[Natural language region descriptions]
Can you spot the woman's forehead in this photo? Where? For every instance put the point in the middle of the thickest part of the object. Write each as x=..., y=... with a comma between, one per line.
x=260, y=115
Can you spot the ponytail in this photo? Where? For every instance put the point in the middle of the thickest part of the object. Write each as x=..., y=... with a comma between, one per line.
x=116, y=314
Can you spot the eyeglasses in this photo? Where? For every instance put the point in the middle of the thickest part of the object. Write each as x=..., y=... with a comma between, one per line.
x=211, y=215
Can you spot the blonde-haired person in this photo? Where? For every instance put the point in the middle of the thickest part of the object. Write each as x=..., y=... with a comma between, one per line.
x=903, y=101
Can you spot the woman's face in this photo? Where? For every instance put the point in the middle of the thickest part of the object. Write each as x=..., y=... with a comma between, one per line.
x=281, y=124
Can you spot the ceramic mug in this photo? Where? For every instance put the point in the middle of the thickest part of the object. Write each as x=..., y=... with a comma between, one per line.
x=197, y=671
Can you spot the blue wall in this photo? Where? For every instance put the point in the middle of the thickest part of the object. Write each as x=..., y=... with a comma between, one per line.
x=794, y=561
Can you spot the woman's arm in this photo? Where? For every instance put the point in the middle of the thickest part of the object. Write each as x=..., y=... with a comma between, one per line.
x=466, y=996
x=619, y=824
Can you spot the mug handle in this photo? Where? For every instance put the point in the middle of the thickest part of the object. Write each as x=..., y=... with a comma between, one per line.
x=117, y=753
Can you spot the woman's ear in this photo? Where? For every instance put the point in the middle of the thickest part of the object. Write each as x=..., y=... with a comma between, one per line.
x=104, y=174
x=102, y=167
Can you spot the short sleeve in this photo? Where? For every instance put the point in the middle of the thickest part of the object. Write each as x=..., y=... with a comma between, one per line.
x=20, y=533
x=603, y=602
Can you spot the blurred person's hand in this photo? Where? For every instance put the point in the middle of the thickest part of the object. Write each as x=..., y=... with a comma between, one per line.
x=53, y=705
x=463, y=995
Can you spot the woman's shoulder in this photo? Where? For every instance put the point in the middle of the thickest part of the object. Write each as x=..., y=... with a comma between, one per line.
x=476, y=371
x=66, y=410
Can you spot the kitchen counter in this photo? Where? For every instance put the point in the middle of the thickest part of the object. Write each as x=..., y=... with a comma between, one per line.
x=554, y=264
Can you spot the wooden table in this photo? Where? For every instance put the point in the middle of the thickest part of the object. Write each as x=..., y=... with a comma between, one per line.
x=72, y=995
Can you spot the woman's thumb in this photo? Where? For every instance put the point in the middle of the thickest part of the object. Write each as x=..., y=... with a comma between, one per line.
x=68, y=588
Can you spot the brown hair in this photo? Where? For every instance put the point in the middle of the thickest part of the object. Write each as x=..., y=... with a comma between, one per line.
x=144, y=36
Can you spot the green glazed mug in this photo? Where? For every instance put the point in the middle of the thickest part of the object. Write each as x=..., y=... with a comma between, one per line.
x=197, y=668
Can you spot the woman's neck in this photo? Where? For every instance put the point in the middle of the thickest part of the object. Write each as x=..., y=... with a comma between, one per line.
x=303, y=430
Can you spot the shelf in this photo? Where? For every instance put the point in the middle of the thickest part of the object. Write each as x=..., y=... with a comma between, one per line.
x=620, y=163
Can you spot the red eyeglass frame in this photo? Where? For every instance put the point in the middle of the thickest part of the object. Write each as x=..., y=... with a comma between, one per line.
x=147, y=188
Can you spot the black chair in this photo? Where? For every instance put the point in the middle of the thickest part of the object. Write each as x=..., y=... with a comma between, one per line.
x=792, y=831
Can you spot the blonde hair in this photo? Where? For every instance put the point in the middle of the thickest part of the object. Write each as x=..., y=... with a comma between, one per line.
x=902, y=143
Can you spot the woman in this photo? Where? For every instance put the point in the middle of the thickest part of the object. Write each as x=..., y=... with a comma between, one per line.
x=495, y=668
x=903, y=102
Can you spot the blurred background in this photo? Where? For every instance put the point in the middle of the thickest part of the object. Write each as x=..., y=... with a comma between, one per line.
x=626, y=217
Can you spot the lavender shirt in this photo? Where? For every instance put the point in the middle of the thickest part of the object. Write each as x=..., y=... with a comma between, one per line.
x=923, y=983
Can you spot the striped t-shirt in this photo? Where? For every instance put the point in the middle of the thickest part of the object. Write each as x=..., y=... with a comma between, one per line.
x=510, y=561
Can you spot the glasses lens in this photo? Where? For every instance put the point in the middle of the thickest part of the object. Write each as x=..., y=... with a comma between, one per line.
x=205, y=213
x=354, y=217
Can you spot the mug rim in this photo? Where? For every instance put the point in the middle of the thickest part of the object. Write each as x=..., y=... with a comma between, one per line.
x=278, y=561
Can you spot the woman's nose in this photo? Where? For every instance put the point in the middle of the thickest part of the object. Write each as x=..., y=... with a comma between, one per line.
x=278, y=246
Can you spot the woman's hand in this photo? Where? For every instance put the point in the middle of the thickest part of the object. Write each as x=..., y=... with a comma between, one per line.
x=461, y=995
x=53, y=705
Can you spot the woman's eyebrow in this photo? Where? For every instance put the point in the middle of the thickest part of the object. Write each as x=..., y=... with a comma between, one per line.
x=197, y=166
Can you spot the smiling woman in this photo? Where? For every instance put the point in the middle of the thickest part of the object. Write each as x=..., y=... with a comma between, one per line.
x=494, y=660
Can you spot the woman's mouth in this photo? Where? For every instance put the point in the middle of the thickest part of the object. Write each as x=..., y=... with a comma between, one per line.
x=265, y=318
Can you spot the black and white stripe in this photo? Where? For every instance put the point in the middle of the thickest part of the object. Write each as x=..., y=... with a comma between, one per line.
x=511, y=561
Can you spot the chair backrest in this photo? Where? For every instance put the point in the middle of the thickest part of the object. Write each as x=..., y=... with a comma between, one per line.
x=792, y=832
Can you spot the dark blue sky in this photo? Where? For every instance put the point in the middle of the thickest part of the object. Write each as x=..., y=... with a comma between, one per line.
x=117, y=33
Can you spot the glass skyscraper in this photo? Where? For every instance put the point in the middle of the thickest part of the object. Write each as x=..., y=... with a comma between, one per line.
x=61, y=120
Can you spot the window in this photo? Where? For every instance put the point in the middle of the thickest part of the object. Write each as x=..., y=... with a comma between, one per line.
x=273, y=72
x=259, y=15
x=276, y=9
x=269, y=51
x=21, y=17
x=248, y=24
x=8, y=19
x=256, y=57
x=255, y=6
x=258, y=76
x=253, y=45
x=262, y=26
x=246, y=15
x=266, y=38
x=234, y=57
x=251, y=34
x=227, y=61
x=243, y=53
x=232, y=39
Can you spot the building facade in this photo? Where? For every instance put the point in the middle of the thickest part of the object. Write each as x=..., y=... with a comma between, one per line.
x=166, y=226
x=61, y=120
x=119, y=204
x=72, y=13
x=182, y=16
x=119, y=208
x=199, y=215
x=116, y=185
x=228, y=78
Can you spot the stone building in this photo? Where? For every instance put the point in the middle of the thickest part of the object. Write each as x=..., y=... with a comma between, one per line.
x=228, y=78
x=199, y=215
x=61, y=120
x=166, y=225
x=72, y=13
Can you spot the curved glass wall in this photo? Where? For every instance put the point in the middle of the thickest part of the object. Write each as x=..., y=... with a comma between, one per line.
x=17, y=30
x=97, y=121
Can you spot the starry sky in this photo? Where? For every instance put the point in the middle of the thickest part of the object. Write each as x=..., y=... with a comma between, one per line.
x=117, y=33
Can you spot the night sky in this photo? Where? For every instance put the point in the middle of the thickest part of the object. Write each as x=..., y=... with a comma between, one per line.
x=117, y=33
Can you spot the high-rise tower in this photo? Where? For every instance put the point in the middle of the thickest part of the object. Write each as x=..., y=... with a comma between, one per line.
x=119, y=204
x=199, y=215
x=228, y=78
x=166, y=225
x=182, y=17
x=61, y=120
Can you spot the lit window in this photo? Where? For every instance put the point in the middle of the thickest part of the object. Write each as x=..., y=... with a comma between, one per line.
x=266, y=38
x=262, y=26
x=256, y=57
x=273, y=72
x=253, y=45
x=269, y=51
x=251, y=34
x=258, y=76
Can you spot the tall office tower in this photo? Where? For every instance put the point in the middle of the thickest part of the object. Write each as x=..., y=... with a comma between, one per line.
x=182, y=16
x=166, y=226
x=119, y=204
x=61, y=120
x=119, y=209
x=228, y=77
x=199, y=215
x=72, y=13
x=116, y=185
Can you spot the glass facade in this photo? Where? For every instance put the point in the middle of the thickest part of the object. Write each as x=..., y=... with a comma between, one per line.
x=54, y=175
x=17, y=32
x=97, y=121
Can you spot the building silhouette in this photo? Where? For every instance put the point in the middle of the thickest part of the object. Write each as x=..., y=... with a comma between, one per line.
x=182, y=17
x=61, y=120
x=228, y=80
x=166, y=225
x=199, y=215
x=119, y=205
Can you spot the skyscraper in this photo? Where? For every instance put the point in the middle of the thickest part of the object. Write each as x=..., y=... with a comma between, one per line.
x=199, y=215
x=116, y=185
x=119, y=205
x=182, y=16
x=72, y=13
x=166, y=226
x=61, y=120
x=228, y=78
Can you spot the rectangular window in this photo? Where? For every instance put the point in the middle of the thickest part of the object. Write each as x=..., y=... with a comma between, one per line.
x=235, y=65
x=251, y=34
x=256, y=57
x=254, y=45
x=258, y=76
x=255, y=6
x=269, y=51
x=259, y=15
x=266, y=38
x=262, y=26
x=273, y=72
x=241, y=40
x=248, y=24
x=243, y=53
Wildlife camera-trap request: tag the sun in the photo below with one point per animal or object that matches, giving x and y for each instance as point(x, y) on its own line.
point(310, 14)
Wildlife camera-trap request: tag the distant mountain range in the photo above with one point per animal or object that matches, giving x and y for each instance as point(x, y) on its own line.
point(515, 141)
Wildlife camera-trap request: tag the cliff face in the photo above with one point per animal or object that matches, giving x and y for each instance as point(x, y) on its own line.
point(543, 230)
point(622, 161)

▶ _WHAT IS REQUIRED_
Please return every line from the one that contains "Wildlife camera-trap request: tag the cliff" through the end of the entries, exactly, leaving out all others.

▶ _ANSWER TO THE EXERCISE_
Wildlife camera-trap request: tag the cliff face in the photo above with one point per animal or object that matches, giving x and y for each instance as point(x, y) on its own line.
point(543, 230)
point(622, 161)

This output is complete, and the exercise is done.